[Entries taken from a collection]
★ ★ ★
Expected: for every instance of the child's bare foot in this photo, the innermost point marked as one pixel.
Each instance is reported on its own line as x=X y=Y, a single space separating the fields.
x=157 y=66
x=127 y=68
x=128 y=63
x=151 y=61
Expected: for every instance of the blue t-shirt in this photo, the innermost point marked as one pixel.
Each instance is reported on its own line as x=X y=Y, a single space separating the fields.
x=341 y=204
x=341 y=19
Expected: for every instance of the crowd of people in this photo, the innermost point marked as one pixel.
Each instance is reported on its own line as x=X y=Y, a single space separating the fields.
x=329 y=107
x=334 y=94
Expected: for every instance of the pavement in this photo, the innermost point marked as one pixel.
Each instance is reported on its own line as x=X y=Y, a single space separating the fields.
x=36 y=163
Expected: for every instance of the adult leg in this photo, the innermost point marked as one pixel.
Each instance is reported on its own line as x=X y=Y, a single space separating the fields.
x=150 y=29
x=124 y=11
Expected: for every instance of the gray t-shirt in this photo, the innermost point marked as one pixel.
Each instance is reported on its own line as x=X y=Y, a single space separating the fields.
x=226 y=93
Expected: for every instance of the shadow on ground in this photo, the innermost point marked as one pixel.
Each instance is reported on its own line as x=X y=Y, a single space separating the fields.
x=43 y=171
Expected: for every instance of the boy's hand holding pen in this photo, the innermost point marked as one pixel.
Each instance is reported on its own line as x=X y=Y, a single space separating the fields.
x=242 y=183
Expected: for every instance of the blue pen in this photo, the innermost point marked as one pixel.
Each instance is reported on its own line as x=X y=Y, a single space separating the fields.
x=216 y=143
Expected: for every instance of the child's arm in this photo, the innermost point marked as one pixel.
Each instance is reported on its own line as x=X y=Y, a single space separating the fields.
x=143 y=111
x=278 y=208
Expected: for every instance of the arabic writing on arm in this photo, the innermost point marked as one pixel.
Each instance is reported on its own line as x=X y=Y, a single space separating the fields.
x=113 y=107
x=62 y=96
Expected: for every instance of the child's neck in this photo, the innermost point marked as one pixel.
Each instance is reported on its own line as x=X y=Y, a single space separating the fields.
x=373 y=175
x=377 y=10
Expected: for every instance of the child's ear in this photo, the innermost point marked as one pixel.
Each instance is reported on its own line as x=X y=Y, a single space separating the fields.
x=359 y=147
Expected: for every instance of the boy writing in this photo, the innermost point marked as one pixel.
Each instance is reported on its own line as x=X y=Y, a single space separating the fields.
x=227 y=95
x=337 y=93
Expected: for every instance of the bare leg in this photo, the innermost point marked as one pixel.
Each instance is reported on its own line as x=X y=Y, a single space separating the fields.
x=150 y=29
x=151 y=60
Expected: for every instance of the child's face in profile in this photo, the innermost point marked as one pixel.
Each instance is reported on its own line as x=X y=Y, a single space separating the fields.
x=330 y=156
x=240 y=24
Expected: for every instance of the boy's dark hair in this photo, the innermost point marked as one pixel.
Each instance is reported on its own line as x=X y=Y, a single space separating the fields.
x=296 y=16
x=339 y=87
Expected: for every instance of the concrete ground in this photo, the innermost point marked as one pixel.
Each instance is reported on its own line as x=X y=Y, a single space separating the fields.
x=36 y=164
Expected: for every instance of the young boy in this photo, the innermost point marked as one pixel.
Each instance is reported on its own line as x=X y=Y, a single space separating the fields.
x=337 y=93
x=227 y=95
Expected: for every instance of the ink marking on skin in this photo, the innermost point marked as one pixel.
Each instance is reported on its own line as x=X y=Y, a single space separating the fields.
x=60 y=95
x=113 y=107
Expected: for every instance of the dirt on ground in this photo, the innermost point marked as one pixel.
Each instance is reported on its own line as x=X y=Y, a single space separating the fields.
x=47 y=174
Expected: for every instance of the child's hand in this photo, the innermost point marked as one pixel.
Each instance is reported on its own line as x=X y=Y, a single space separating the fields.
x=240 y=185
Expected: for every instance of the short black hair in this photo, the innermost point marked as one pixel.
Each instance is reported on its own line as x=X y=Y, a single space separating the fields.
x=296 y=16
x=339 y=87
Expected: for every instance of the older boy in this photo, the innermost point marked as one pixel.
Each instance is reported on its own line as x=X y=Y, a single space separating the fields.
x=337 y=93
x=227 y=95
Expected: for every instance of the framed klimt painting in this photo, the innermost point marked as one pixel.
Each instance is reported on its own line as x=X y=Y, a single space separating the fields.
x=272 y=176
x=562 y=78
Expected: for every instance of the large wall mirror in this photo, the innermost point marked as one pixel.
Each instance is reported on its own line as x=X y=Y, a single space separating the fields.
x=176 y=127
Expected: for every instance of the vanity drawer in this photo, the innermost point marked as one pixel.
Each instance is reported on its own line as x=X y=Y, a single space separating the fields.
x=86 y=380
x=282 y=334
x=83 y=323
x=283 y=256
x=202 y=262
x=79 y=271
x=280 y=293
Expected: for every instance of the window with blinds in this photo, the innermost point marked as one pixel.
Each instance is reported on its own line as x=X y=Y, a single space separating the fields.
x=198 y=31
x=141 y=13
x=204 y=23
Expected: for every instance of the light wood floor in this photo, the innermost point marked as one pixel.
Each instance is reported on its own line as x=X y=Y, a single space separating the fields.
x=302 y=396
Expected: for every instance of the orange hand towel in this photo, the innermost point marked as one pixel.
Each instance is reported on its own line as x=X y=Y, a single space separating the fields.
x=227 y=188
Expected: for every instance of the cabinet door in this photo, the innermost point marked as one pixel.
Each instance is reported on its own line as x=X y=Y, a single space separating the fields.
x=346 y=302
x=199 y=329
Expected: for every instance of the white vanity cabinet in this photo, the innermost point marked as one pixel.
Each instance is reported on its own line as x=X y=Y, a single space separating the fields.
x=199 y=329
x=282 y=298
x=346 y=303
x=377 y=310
★ ★ ★
Print all of the entries again, exactly as written.

:: Exercise response ::
Expected: for every instance of the child's bare foot in this photo, the innermost point marked as one pixel.
Each instance is reported on its own line as x=X y=Y, a single space separating the fields.
x=157 y=66
x=127 y=68
x=128 y=63
x=151 y=61
Expected: for every instance of the blue t-shirt in this photo, the innermost point marked as one pixel.
Each instance is reported on its own line as x=X y=Y, a single space separating the fields.
x=341 y=204
x=341 y=19
Expected: for every instance of the crowd of people in this photo, the innermost point marked as one pixel.
Each instance is reported on its own line as x=X y=Y, a single space separating the fields.
x=329 y=107
x=334 y=94
Expected: for every instance of the pavement in this photo, the innermost point marked as one pixel.
Each instance is reported on its own line as x=X y=Y, a single space separating the fields.
x=36 y=163
Expected: for every instance of the adult leg in this photo, the innermost point marked as one pixel.
Each instance is reported on its own line as x=X y=Y, a single space separating the fields.
x=150 y=29
x=124 y=11
Expected: for every instance of the gray t-shirt in this photo, the innermost point marked as one pixel.
Each instance is reported on its own line as x=X y=Y, a single space separating the fields.
x=226 y=93
Expected: for every instance of the shadow on ground in this photo, the innermost point marked as one pixel.
Each instance is reported on its own line as x=X y=Y, a single space separating the fields.
x=43 y=171
Expected: for every instance of the boy's hand holding pen in this photo, the innermost point marked as one pixel.
Each instance is reported on its own line as x=X y=Y, a single space separating the fields.
x=242 y=183
Expected: for every instance of the blue pen in this photo, the innermost point marked as one pixel.
Each instance is reported on its own line as x=X y=Y, a single space separating the fields.
x=216 y=143
Expected: for every instance of the child's arm in this photo, the innermost point marked as one pixel.
Each instance is reported on its own line as x=X y=Y, a single space separating the fields.
x=143 y=111
x=278 y=208
Expected: for every instance of the arabic writing on arm in this photo, the innermost point marked as one pixel.
Each instance is reported on its own line as x=X y=Y, a single space separating the fields.
x=113 y=107
x=62 y=96
Expected: for every instance of the child's neck in this photo, the innermost point marked as one pixel.
Each instance is reported on its own line as x=X y=Y, a single space separating the fields.
x=373 y=175
x=377 y=10
Expected: for every instance of the child's ear in this photo, the innermost point marked as one pixel.
Each instance is reported on its own line as x=X y=Y, a single space separating the fields.
x=359 y=147
Expected: for every instance of the boy writing in this photo, the innermost point marked as one pixel.
Each instance is reported on its own line as x=X y=Y, a single space separating the fields.
x=227 y=95
x=337 y=93
Expected: for every instance of the bare leg in this photo, the innermost point marked as one pixel.
Each instance is reported on its own line as x=X y=Y, a single space separating the fields.
x=150 y=29
x=151 y=60
Expected: for every instance of the child's face in profile in this photo, the innermost point marked as one pixel.
Each instance is reported on its own line as x=X y=Y, a single space separating the fields.
x=330 y=156
x=240 y=24
Expected: for every instance of the boy's dark hair in this photo, the innermost point marked as one pixel.
Each instance is reported on its own line as x=X y=Y, a single space separating the fields.
x=296 y=16
x=339 y=87
Expected: for every instance of the concrete ground in this photo, the innermost point marked as one pixel.
Each instance is reported on its own line as x=X y=Y, a single space separating the fields.
x=36 y=164
Expected: for every instance of the young boy in this photo, the innermost point marked as one pixel.
Each instance is reported on its own line as x=X y=Y, a single space separating the fields.
x=337 y=93
x=227 y=95
Expected: for every instance of the ink marking on skin in this photo, the innermost point marked as one pixel.
Each instance is reported on its own line as x=X y=Y, a single space separating the fields.
x=60 y=95
x=113 y=107
Expected: for every instance of the dirt on ground in this photo, the innermost point marked as one pixel.
Each instance is reported on its own line as x=X y=Y, a single space separating the fields.
x=47 y=174
Expected: for every instance of the child's hand in this photo, the innermost point marked as one pixel.
Each instance is reported on its own line as x=X y=Y, a single space separating the fields.
x=240 y=185
Expected: for every instance of the short black hair in this photo, the innermost point marked as one pixel.
Each instance is reported on its own line as x=X y=Y, a single space separating the fields.
x=296 y=16
x=339 y=87
Expected: for every instance of the older boy in this photo, the innermost point marked as one pixel.
Each instance is reported on its own line as x=X y=Y, a single space separating the fields.
x=337 y=93
x=227 y=95
Expected: for every instance of the framed klimt painting in this photo, the innermost point marked as one pixel.
Each instance is reported on its own line as x=X y=Y, a single space separating the fields.
x=272 y=176
x=562 y=78
Expected: for every instance of the large wall mirror in this photo, the innermost point marked as one pixel.
Each instance is reported on its own line as x=X y=Y, a single space separating the fields.
x=176 y=127
Expected: for every instance of the vanity drawer in this photo, the innermost point marked as one pixel.
Each instance is reported on its own line as x=X y=Y, a single space separating the fields.
x=86 y=380
x=282 y=334
x=83 y=323
x=283 y=256
x=202 y=262
x=79 y=271
x=280 y=293
Expected: for every instance of the window with blinds in this photo, the innermost point marked as one pixel.
Each instance is reported on its own line as x=X y=Y, a single space separating the fields.
x=198 y=31
x=141 y=13
x=204 y=23
Expected: for every instance of the light wood floor in this photo, the innermost point marked as one pixel.
Each instance is reported on its own line as x=X y=Y, a single space separating the fields.
x=302 y=396
Expected: for every instance of the orange hand towel in this photo, the innermost point marked as one pixel.
Each instance is reported on its own line as x=X y=Y, a single space separating the fields.
x=227 y=188
Expected: for every instance of the cabinet door in this photo, the innermost point marked as one pixel.
Each instance is reported on its own line as x=X y=Y, a single space separating the fields.
x=346 y=302
x=199 y=329
Expected: for every instance of the white vanity cabinet in this photo, the innermost point marked as one pixel.
Each instance is reported on its own line as x=X y=Y, a single space separating the fields.
x=199 y=329
x=282 y=298
x=346 y=303
x=377 y=310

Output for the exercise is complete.